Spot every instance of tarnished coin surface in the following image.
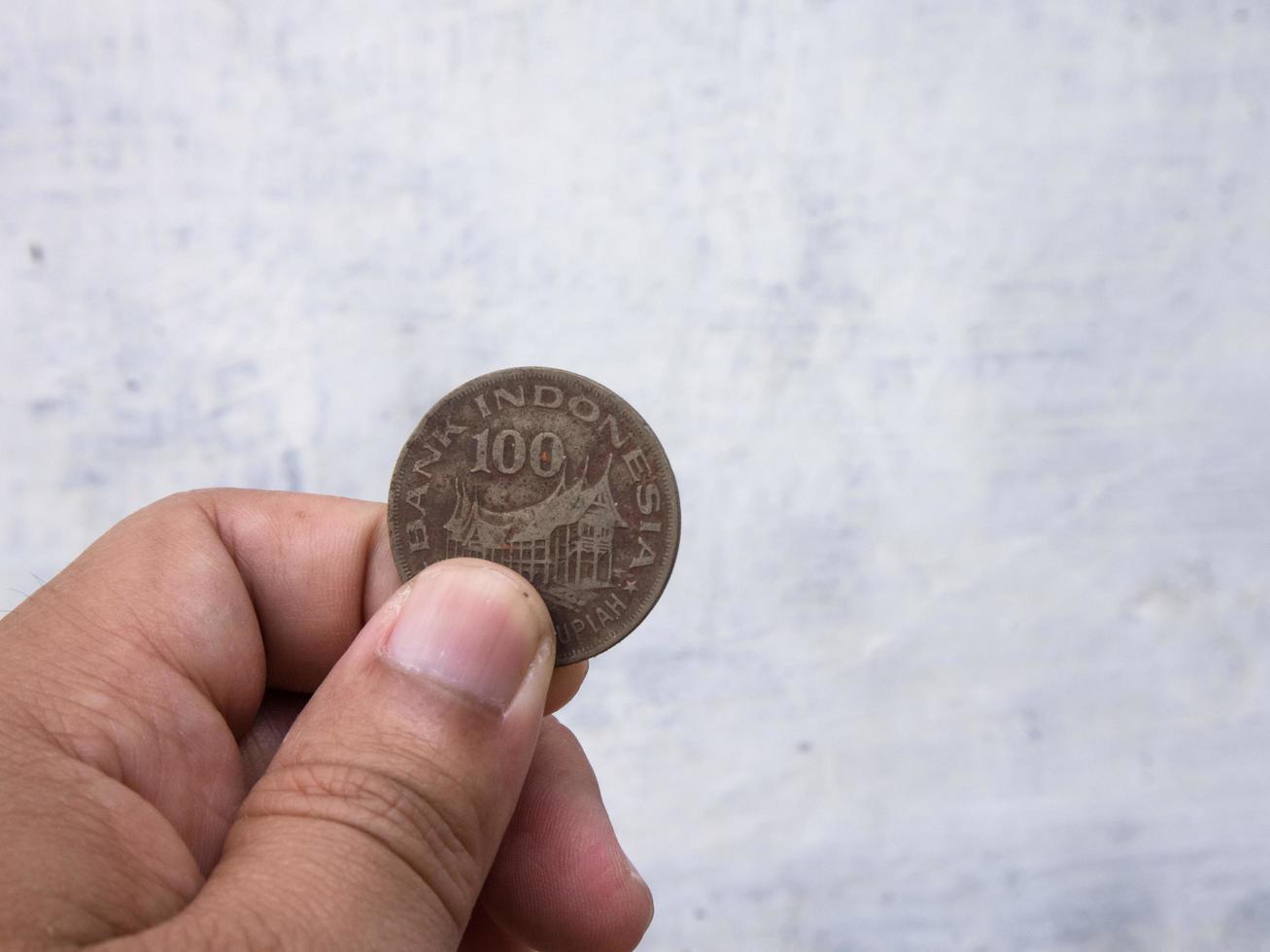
[389,367,679,665]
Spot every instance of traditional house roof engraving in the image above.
[444,459,628,589]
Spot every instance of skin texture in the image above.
[0,490,653,952]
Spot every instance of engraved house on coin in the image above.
[446,459,626,600]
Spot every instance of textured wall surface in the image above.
[0,0,1270,952]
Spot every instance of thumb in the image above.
[148,560,555,949]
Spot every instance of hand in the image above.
[0,490,653,952]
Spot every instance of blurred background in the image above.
[0,0,1270,952]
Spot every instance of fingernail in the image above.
[382,563,547,711]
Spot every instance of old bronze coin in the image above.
[389,367,679,665]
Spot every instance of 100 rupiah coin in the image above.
[388,367,679,665]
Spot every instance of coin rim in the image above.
[386,367,682,667]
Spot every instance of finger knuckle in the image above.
[244,762,481,927]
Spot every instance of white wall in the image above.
[0,0,1270,951]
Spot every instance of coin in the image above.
[389,367,679,665]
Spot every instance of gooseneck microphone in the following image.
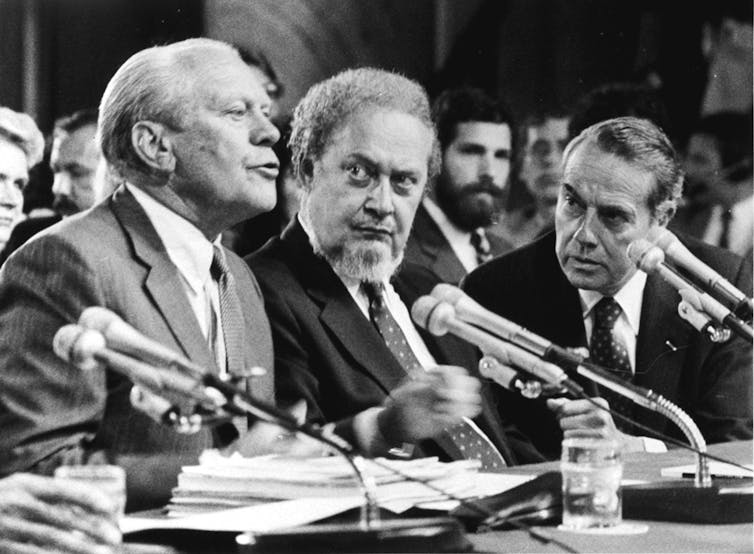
[627,239,754,341]
[655,229,754,321]
[411,296,584,395]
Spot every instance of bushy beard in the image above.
[311,226,403,283]
[435,174,505,231]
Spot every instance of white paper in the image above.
[660,462,754,478]
[120,496,364,534]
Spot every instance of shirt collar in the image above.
[126,183,220,293]
[578,270,647,335]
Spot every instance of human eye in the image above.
[225,104,249,119]
[345,162,372,184]
[392,174,419,195]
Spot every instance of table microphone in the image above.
[626,239,754,341]
[53,316,470,552]
[654,229,754,321]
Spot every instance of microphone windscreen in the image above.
[79,306,123,334]
[52,323,105,371]
[432,283,466,306]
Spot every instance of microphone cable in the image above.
[556,384,754,470]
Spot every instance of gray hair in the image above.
[98,38,240,177]
[563,117,683,220]
[0,106,45,168]
[288,67,440,178]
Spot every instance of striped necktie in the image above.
[589,296,633,433]
[471,227,492,265]
[362,282,506,472]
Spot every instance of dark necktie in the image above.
[362,283,506,472]
[209,246,244,375]
[471,227,492,265]
[718,208,733,250]
[589,296,633,433]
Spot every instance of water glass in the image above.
[560,438,623,531]
[55,465,126,521]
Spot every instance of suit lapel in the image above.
[111,184,216,367]
[282,219,407,394]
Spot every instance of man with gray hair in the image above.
[0,39,279,509]
[463,117,752,458]
[0,107,44,251]
[247,68,536,471]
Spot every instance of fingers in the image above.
[547,398,618,438]
[6,473,116,515]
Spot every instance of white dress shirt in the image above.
[422,197,484,273]
[126,183,225,371]
[579,271,667,452]
[579,271,647,373]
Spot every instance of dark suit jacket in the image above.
[246,219,541,463]
[0,189,274,508]
[0,215,62,264]
[405,204,513,285]
[463,229,752,458]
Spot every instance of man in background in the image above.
[406,88,513,284]
[0,107,44,250]
[0,109,102,261]
[491,111,568,248]
[0,39,279,510]
[464,117,752,458]
[673,112,754,256]
[247,68,536,471]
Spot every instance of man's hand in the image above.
[547,397,644,452]
[377,365,482,444]
[0,473,121,554]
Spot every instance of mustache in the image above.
[461,177,505,198]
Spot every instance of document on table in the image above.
[121,473,534,534]
[120,496,364,535]
[660,462,754,479]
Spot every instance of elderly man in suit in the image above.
[0,39,279,509]
[464,117,752,458]
[247,69,528,471]
[406,88,513,284]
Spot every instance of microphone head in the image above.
[432,283,467,306]
[626,239,665,273]
[52,323,105,371]
[79,306,123,333]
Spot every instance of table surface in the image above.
[123,441,754,554]
[469,441,754,552]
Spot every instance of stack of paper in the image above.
[168,451,488,516]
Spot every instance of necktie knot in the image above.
[594,296,623,329]
[209,246,230,281]
[471,227,492,264]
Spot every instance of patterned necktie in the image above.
[361,282,506,472]
[209,246,244,375]
[589,296,633,433]
[471,227,492,265]
[718,208,733,250]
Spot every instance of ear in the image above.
[655,200,676,227]
[300,158,314,190]
[131,121,175,174]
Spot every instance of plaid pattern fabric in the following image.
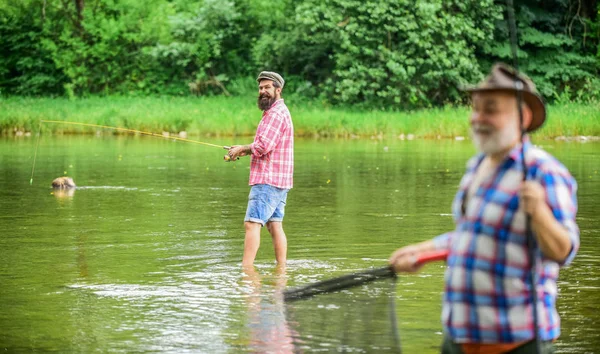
[434,139,579,343]
[249,99,294,189]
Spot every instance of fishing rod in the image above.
[506,0,542,354]
[29,119,239,185]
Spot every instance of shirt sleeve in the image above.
[541,169,580,265]
[250,113,285,157]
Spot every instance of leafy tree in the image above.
[255,0,498,108]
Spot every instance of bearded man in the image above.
[390,64,579,354]
[228,71,294,266]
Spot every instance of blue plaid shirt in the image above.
[434,139,579,343]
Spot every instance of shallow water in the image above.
[0,136,600,353]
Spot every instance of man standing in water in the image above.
[229,71,294,266]
[390,64,579,354]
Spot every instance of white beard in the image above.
[471,120,519,155]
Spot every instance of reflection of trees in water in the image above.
[244,266,295,353]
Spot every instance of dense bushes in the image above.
[0,0,600,109]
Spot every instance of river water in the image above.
[0,136,600,353]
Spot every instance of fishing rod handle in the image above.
[223,146,240,162]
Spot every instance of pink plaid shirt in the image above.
[249,99,294,189]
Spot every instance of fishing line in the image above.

* * * *

§ **Do this**
Copy the lines word for word, from the very first line through the line that contains "[446,459,626,600]", including both ends, and leave the pictures out of your copy.

§ **Solution for this problem**
Spot every instance of tarnished coin surface in the following image.
[389,367,679,665]
Spot every instance of traditional house roof engraving in the image above.
[444,459,628,589]
Spot every instance of skin texture in the image above.
[0,490,653,952]
Spot every instance of engraved house on coin in the image above.
[446,459,626,600]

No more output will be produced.